Answer these questions from the history of the Kalimpong Animal Shelter:
(a) Which architect designed the shelter with Christine's input?
(b) With no electricity on the site, what was installed for lighting?
(c) Which two volunteer vets visited when the ABC program began, and where was each from?

:: Study text ::
□ □ □ □ □

History

HOW KALIMPONG ANIMAL SHELTER WAS STARTED 

In l995, after a long search, assisted by local resident, Dr. G.S. Yonzone,  Christine Townend met Mr. Donald Karthak, who offered to sell to the trust at a minimal price, one acre of land, on a beautiful terraced hillside of rice paddy, with views north to Sikkim and the Relly River Valley. The land, at Salimbong, Bong Busty, on the outskirts of Kalimpong town, in the foothills of the Himalayas, about two hours’ drive from Darjeeling, had no road access, nor  were there any electric connections in this outlying area. A lovely mountain path about two kilometres in length winding through the rice paddies, patches of forest, and small houses built of bamboo and mud,  led to the shelter site. However, there was rumour that a road would be built. in the near future, so the land was gratefully purchased from Mr. Karthak.

Christine and Jeremy had noted that the dogs in Kalimpong were in very bad condition. Many had almost no hair due to mange which had spread through the dog population. Many also had infected, swollen and cancerous genitalia, again an infectious disease spread by contact. Others were wounded or limping, some clearly having had boiling water thrown on them, having been injured on the roads, or struck by the kukuri. Additionally, the municipality was conducting regular strychnine poisoning of the dogs.

Christine and Jeremy found one dying dog in the gutter of the main street. They were staying at the Himalayan Hotel, and the owner, Mrs Neelam MacDonald, kindly allowed them to euthanase and bury the dog in the grounds of the hotel. Mrs. Neelam MacDonald was to become one of the founding trustees.

Architect, Mr. Ashok Pradhan designed the shelter together with input from Christine, and construction began after the site had been levelled (the existing terraces were too narrow for construction). Due to small creeks and massive downpours of rain during the monsoon, the construction of walls and efficient drains was necessary. A water storage tank of 22,000 litres was built on the site, and  the trust purchased a spring by means of an agreement with the nearby village. A pipe was constructed to carry the water 0.8 km to the shelter site.

Gradually the shelter took shape. As there was no electricity, solar panels were installed for purposes of lighting. A sewage seepage system was designed so that no effluent from the kennels would leach into the local water courses.

Many trees were planted and a beautiful garden began to flourish, tended by the gardener, Hem Saker.

In l995 the chairman of the municipality, Mr. Kumai, signed and aggreement that no more dogs would be poisoned by the municipality so long as the Kalimpong Animal Shelter conducted a successful ABC programme. An advertising programme was devised to inform people of the project, and leaflets were circulated explaining the benefits of spaying.

However, although the ABC programme was planned to be based on the successfully operating project at HIS in Jaipur ,  it was soon found that conditions were very different and many adaptations needed to be made to suit the different geography, culture and the prevailing attitudes.

 Because there was no road to the shelter, the government veterinary clinic had agreed to allow the shelter to use some space at the clinic. A rotunda was provided, fencing for which was supplied and erected  by the shelter. The ABC programme began, with the visit of two volunteer vets, Anna Usher from Australia and Joy Pritchard from England. Although it was not necessary for the KAS staff to catch dogs with a sack, because the dogs were much more socialised than those in Jaipur, and although the staff were able to pick up the dogs in their arms, confusion arose because of this very factor: it was hard to identify which were ‘stray’ dogs and which were owned dogs.

□ □ □ □ □

:: Information supplied ::
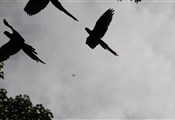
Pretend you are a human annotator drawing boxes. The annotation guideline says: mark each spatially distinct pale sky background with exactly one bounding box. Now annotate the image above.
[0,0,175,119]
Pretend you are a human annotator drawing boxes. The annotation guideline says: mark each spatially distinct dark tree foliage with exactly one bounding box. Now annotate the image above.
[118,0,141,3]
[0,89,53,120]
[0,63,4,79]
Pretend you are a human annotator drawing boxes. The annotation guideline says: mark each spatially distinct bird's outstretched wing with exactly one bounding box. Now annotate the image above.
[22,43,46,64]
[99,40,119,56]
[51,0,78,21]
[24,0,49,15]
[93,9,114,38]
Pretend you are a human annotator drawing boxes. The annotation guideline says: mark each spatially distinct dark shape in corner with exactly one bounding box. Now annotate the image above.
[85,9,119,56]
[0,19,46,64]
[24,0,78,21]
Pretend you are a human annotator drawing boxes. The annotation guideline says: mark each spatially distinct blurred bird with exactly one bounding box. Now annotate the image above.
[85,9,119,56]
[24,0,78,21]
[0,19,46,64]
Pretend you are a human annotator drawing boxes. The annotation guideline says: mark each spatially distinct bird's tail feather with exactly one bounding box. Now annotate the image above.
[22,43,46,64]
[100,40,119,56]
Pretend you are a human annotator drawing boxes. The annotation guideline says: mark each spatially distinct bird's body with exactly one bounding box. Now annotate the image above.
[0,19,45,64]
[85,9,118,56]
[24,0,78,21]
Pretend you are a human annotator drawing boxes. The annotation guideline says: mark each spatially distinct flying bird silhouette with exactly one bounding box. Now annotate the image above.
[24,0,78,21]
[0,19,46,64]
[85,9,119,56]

□ □ □ □ □

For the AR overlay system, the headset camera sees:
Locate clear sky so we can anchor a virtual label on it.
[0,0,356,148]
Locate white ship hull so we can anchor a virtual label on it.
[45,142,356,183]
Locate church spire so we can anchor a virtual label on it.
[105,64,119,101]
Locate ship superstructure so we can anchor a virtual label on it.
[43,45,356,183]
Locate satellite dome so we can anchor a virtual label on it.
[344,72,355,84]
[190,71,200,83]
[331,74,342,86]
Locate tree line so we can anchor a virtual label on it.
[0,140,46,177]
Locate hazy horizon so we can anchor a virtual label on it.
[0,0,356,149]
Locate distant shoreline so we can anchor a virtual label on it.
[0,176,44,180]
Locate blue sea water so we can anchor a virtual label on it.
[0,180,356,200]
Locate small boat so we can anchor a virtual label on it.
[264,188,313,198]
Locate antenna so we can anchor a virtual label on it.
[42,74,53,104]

□ □ □ □ □

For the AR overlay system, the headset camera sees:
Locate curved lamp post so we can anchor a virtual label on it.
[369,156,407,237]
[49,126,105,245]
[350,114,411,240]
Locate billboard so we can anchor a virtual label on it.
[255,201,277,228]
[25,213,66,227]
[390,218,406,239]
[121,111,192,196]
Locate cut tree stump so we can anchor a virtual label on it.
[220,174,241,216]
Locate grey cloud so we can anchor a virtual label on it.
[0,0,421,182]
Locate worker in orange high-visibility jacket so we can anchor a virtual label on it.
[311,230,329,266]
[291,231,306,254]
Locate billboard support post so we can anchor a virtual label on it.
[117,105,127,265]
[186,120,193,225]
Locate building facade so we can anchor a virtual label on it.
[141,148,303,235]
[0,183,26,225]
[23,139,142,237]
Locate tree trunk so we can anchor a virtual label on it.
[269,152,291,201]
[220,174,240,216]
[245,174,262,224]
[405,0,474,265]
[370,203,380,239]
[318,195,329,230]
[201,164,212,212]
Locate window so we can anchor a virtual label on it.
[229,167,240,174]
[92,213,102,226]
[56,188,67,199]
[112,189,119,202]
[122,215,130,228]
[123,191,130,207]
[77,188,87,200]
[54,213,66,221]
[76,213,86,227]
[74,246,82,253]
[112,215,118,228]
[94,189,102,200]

□ □ □ □ □

:: Answer section ::
(a) Mr. Ashok Pradhan
(b) Solar panels
(c) Anna Usher from Australia and Joy Pritchard from England